> [Task to complete]
Please reproduce the records exactly, leaving out any pictures.
START Data for this exercise
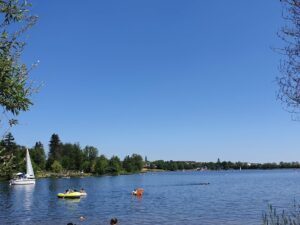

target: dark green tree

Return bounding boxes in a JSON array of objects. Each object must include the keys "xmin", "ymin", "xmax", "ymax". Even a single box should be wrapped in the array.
[
  {"xmin": 31, "ymin": 142, "xmax": 46, "ymax": 170},
  {"xmin": 0, "ymin": 132, "xmax": 24, "ymax": 174},
  {"xmin": 83, "ymin": 146, "xmax": 98, "ymax": 161},
  {"xmin": 95, "ymin": 155, "xmax": 108, "ymax": 175},
  {"xmin": 0, "ymin": 133, "xmax": 18, "ymax": 177},
  {"xmin": 123, "ymin": 155, "xmax": 133, "ymax": 172},
  {"xmin": 2, "ymin": 132, "xmax": 16, "ymax": 150},
  {"xmin": 46, "ymin": 134, "xmax": 62, "ymax": 170},
  {"xmin": 167, "ymin": 161, "xmax": 178, "ymax": 171},
  {"xmin": 123, "ymin": 154, "xmax": 143, "ymax": 172},
  {"xmin": 131, "ymin": 154, "xmax": 144, "ymax": 171},
  {"xmin": 82, "ymin": 146, "xmax": 98, "ymax": 173},
  {"xmin": 107, "ymin": 156, "xmax": 122, "ymax": 175},
  {"xmin": 81, "ymin": 160, "xmax": 91, "ymax": 173},
  {"xmin": 60, "ymin": 143, "xmax": 83, "ymax": 171}
]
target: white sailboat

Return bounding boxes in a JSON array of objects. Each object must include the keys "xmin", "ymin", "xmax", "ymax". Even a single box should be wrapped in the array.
[{"xmin": 10, "ymin": 149, "xmax": 35, "ymax": 185}]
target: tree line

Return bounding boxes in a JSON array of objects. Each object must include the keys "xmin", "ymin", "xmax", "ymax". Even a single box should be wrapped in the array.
[
  {"xmin": 1, "ymin": 132, "xmax": 300, "ymax": 179},
  {"xmin": 149, "ymin": 158, "xmax": 300, "ymax": 171},
  {"xmin": 0, "ymin": 133, "xmax": 144, "ymax": 178}
]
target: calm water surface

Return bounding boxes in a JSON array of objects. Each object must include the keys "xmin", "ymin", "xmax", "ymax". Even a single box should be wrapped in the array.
[{"xmin": 1, "ymin": 170, "xmax": 300, "ymax": 225}]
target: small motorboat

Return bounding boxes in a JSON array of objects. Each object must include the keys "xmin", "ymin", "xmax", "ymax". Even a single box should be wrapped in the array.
[{"xmin": 57, "ymin": 192, "xmax": 81, "ymax": 199}]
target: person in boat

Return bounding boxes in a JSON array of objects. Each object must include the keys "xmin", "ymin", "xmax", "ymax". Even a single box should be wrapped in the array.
[
  {"xmin": 65, "ymin": 189, "xmax": 74, "ymax": 194},
  {"xmin": 80, "ymin": 188, "xmax": 86, "ymax": 193},
  {"xmin": 110, "ymin": 218, "xmax": 118, "ymax": 225},
  {"xmin": 132, "ymin": 189, "xmax": 137, "ymax": 195}
]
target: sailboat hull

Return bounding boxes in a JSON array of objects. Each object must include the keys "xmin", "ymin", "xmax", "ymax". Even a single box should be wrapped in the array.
[{"xmin": 10, "ymin": 179, "xmax": 35, "ymax": 185}]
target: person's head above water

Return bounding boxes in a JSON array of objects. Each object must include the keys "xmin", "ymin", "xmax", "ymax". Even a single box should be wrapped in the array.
[{"xmin": 110, "ymin": 218, "xmax": 118, "ymax": 225}]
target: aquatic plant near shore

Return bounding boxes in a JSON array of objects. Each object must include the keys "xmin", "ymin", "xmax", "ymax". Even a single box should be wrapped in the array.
[{"xmin": 262, "ymin": 202, "xmax": 300, "ymax": 225}]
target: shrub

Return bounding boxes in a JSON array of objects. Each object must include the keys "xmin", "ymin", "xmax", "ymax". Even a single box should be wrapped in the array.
[{"xmin": 51, "ymin": 160, "xmax": 63, "ymax": 173}]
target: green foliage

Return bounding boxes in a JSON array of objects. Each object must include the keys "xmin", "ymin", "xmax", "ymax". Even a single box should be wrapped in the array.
[
  {"xmin": 2, "ymin": 132, "xmax": 16, "ymax": 150},
  {"xmin": 82, "ymin": 146, "xmax": 98, "ymax": 173},
  {"xmin": 0, "ymin": 132, "xmax": 26, "ymax": 176},
  {"xmin": 95, "ymin": 155, "xmax": 108, "ymax": 175},
  {"xmin": 0, "ymin": 147, "xmax": 15, "ymax": 178},
  {"xmin": 151, "ymin": 160, "xmax": 191, "ymax": 171},
  {"xmin": 123, "ymin": 154, "xmax": 143, "ymax": 172},
  {"xmin": 0, "ymin": 0, "xmax": 38, "ymax": 178},
  {"xmin": 81, "ymin": 160, "xmax": 91, "ymax": 173},
  {"xmin": 107, "ymin": 156, "xmax": 122, "ymax": 175},
  {"xmin": 0, "ymin": 0, "xmax": 38, "ymax": 130},
  {"xmin": 262, "ymin": 202, "xmax": 300, "ymax": 225},
  {"xmin": 83, "ymin": 146, "xmax": 98, "ymax": 161},
  {"xmin": 46, "ymin": 134, "xmax": 62, "ymax": 170},
  {"xmin": 148, "ymin": 160, "xmax": 300, "ymax": 171},
  {"xmin": 30, "ymin": 142, "xmax": 46, "ymax": 170},
  {"xmin": 60, "ymin": 143, "xmax": 82, "ymax": 170},
  {"xmin": 51, "ymin": 160, "xmax": 62, "ymax": 173}
]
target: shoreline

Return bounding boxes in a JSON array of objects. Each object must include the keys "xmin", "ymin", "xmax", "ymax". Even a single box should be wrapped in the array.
[{"xmin": 2, "ymin": 168, "xmax": 299, "ymax": 181}]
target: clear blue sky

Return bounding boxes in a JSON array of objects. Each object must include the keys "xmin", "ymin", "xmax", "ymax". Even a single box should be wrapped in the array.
[{"xmin": 12, "ymin": 0, "xmax": 300, "ymax": 162}]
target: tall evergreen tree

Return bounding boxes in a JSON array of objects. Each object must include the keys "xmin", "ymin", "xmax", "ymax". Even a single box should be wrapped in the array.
[
  {"xmin": 46, "ymin": 134, "xmax": 62, "ymax": 170},
  {"xmin": 2, "ymin": 132, "xmax": 16, "ymax": 151}
]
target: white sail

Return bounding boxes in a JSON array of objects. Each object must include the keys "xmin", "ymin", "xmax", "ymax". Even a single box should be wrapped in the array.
[{"xmin": 25, "ymin": 149, "xmax": 35, "ymax": 179}]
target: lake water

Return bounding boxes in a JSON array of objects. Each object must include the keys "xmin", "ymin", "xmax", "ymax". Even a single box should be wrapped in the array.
[{"xmin": 1, "ymin": 170, "xmax": 300, "ymax": 225}]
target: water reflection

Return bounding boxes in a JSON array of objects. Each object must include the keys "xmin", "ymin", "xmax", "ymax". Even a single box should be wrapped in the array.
[
  {"xmin": 58, "ymin": 198, "xmax": 81, "ymax": 211},
  {"xmin": 11, "ymin": 184, "xmax": 35, "ymax": 211}
]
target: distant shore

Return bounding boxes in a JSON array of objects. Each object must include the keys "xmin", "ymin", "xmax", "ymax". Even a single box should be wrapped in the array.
[{"xmin": 34, "ymin": 168, "xmax": 166, "ymax": 179}]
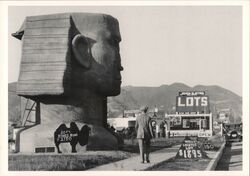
END Data for this exercise
> [Expected answer]
target: dark green tree

Return bounding boxes in a JSON array of objects. Each object must include the keys "xmin", "ymin", "xmax", "ymax". Even a single box should be wrapped in the array.
[
  {"xmin": 31, "ymin": 142, "xmax": 46, "ymax": 170},
  {"xmin": 0, "ymin": 132, "xmax": 24, "ymax": 174},
  {"xmin": 83, "ymin": 146, "xmax": 98, "ymax": 161},
  {"xmin": 95, "ymin": 155, "xmax": 108, "ymax": 175},
  {"xmin": 0, "ymin": 133, "xmax": 18, "ymax": 177},
  {"xmin": 123, "ymin": 155, "xmax": 133, "ymax": 172},
  {"xmin": 2, "ymin": 132, "xmax": 16, "ymax": 150},
  {"xmin": 46, "ymin": 134, "xmax": 62, "ymax": 170},
  {"xmin": 167, "ymin": 161, "xmax": 178, "ymax": 171},
  {"xmin": 123, "ymin": 154, "xmax": 143, "ymax": 172},
  {"xmin": 131, "ymin": 154, "xmax": 144, "ymax": 171},
  {"xmin": 82, "ymin": 146, "xmax": 98, "ymax": 173},
  {"xmin": 107, "ymin": 156, "xmax": 122, "ymax": 175},
  {"xmin": 81, "ymin": 160, "xmax": 91, "ymax": 173},
  {"xmin": 60, "ymin": 143, "xmax": 83, "ymax": 171}
]
target: white sailboat

Return bounding boxes in a JSON array of objects. Each object must include the keys "xmin", "ymin", "xmax", "ymax". Even a single box should be wrapped in the array.
[{"xmin": 10, "ymin": 149, "xmax": 35, "ymax": 185}]
target: tree line

Return bounding boxes in a JSON array of objects. Each object must include the keys "xmin", "ymin", "xmax", "ymax". Even a single box should be wrapped in the array.
[
  {"xmin": 1, "ymin": 132, "xmax": 300, "ymax": 179},
  {"xmin": 149, "ymin": 158, "xmax": 300, "ymax": 171},
  {"xmin": 0, "ymin": 133, "xmax": 144, "ymax": 178}
]
target: calm water surface

Return bounding boxes in a JSON array of objects. Each object must include the keys "xmin", "ymin", "xmax", "ymax". Even a single box should be wrapped in the array.
[{"xmin": 1, "ymin": 170, "xmax": 300, "ymax": 225}]
target: small motorboat

Return bounding boxes in a JSON array of objects. Each object must include the keys "xmin", "ymin", "xmax", "ymax". Even a single box should be wrapped in the array.
[{"xmin": 57, "ymin": 192, "xmax": 81, "ymax": 199}]
target: person in boat

Return bounding boxes in a JSON array of objects. Each object must include the keys "xmin", "ymin", "xmax", "ymax". Even a single box should be wrapped in the array.
[
  {"xmin": 65, "ymin": 189, "xmax": 74, "ymax": 194},
  {"xmin": 80, "ymin": 188, "xmax": 86, "ymax": 193},
  {"xmin": 110, "ymin": 218, "xmax": 118, "ymax": 225},
  {"xmin": 132, "ymin": 189, "xmax": 137, "ymax": 195}
]
target: sailboat hull

Return bounding boxes in a JSON array of objects. Each object must include the keys "xmin", "ymin", "xmax", "ymax". Even a single box should be wrapped in the array.
[{"xmin": 10, "ymin": 179, "xmax": 35, "ymax": 185}]
target: person's head above water

Return bounding boxes in a JSON array of objects. Each object must include the keys "xmin", "ymin", "xmax", "ymax". Even a single box should be wrapped in the array.
[{"xmin": 110, "ymin": 218, "xmax": 118, "ymax": 225}]
target: aquatic plant near shore

Return bounding boxes in a JSON array of objects. Each object must include the keys "xmin", "ymin", "xmax", "ymax". Even a single box should be wrapped in the array.
[{"xmin": 262, "ymin": 202, "xmax": 300, "ymax": 225}]
target: shrub

Return bounding boxes in a JSON array of objects. Each object must include the keys "xmin", "ymin", "xmax", "ymax". Even a single box should be wrapped in the array.
[{"xmin": 51, "ymin": 160, "xmax": 63, "ymax": 173}]
target: green foliage

Return bounding boxes in a JSON array of objects. Each object must include the keys "xmin", "ymin", "xmax", "ymax". Even a single box should be wrapped in the array.
[
  {"xmin": 2, "ymin": 132, "xmax": 16, "ymax": 150},
  {"xmin": 82, "ymin": 146, "xmax": 98, "ymax": 173},
  {"xmin": 0, "ymin": 132, "xmax": 26, "ymax": 176},
  {"xmin": 95, "ymin": 155, "xmax": 108, "ymax": 175},
  {"xmin": 0, "ymin": 147, "xmax": 15, "ymax": 178},
  {"xmin": 151, "ymin": 160, "xmax": 191, "ymax": 171},
  {"xmin": 123, "ymin": 154, "xmax": 143, "ymax": 172},
  {"xmin": 0, "ymin": 0, "xmax": 38, "ymax": 178},
  {"xmin": 81, "ymin": 160, "xmax": 91, "ymax": 173},
  {"xmin": 107, "ymin": 156, "xmax": 122, "ymax": 175},
  {"xmin": 0, "ymin": 0, "xmax": 38, "ymax": 130},
  {"xmin": 262, "ymin": 202, "xmax": 300, "ymax": 225},
  {"xmin": 83, "ymin": 146, "xmax": 98, "ymax": 161},
  {"xmin": 46, "ymin": 134, "xmax": 62, "ymax": 170},
  {"xmin": 148, "ymin": 160, "xmax": 300, "ymax": 171},
  {"xmin": 30, "ymin": 142, "xmax": 46, "ymax": 170},
  {"xmin": 60, "ymin": 143, "xmax": 82, "ymax": 170},
  {"xmin": 51, "ymin": 160, "xmax": 62, "ymax": 173}
]
target: shoreline

Return bounding boxes in a JSON array of objects. Each object must include the keys "xmin", "ymin", "xmax", "ymax". Even a single box should be wrapped in the array.
[{"xmin": 2, "ymin": 168, "xmax": 299, "ymax": 181}]
target: clear blue sky

Return bounding boxes in a JSON array of objects. Each object must include the keys "xmin", "ymin", "xmax", "ymax". Even a single box should be wrapped in the array.
[{"xmin": 12, "ymin": 0, "xmax": 300, "ymax": 162}]
target: tall evergreen tree

Return bounding boxes in a JSON array of objects. Each object must include the keys "xmin", "ymin", "xmax", "ymax". Even a single box should be wrapped in the array.
[
  {"xmin": 46, "ymin": 134, "xmax": 62, "ymax": 170},
  {"xmin": 2, "ymin": 132, "xmax": 16, "ymax": 151}
]
target: white sail

Return bounding boxes in a JSON array of objects. Each object must include the keys "xmin", "ymin", "xmax", "ymax". Even a single box should be wrapped in the array.
[{"xmin": 25, "ymin": 149, "xmax": 35, "ymax": 179}]
target: lake water

Return bounding boxes in a JSON array of objects. Each object must include the keys "xmin", "ymin", "xmax", "ymax". Even a single box should be wrapped in the array.
[{"xmin": 1, "ymin": 170, "xmax": 300, "ymax": 225}]
target: water reflection

Return bounding boxes in a JSON array of objects. Each object must include the keys "xmin", "ymin", "xmax", "ymax". Even a single box should be wrapped in the array.
[
  {"xmin": 58, "ymin": 198, "xmax": 81, "ymax": 211},
  {"xmin": 11, "ymin": 184, "xmax": 35, "ymax": 211}
]
target: distant shore

Return bounding boxes in a JSON array of objects. Each object must include the keys "xmin", "ymin", "xmax", "ymax". Even a single box should be wrapped in the array.
[{"xmin": 34, "ymin": 168, "xmax": 166, "ymax": 179}]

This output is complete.